__TASK PROMPT__
Return the records below verbatim, with every line unchanged and in its original order.
-------- DATA PROVIDED --------
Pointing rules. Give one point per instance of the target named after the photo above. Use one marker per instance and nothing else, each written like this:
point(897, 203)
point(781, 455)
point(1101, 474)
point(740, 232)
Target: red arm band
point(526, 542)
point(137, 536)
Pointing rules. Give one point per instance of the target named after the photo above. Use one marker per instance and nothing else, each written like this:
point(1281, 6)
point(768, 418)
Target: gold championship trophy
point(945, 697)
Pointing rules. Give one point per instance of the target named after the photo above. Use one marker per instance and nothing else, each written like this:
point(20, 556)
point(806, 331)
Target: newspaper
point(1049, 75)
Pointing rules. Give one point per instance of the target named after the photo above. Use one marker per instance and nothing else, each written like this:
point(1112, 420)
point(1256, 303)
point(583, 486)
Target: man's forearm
--------
__WRITTEN RESPONSE__
Pointing rules. Give one point per instance of the target named after the photo above. Use one marker per instance and nothing else, each written like this:
point(897, 203)
point(781, 455)
point(1101, 474)
point(740, 232)
Target: red arm band
point(526, 542)
point(137, 536)
Pointing rules. Give one point per instance of the target named after the photo above. Use one marker per instance and nothing else, each written like this:
point(1281, 6)
point(768, 418)
Target: gold championship trophy
point(945, 697)
Pointing rules. Give one point per instance of the target named after the photo above. Use one marker per instance and nothing else, each written like this:
point(20, 556)
point(806, 331)
Target: newspaper
point(1049, 75)
Pointing rules. Give one point per instance of the target named after the photo above. Use one marker per instance and nothing else, each written like this:
point(1112, 420)
point(1256, 303)
point(583, 486)
Target: man's forearm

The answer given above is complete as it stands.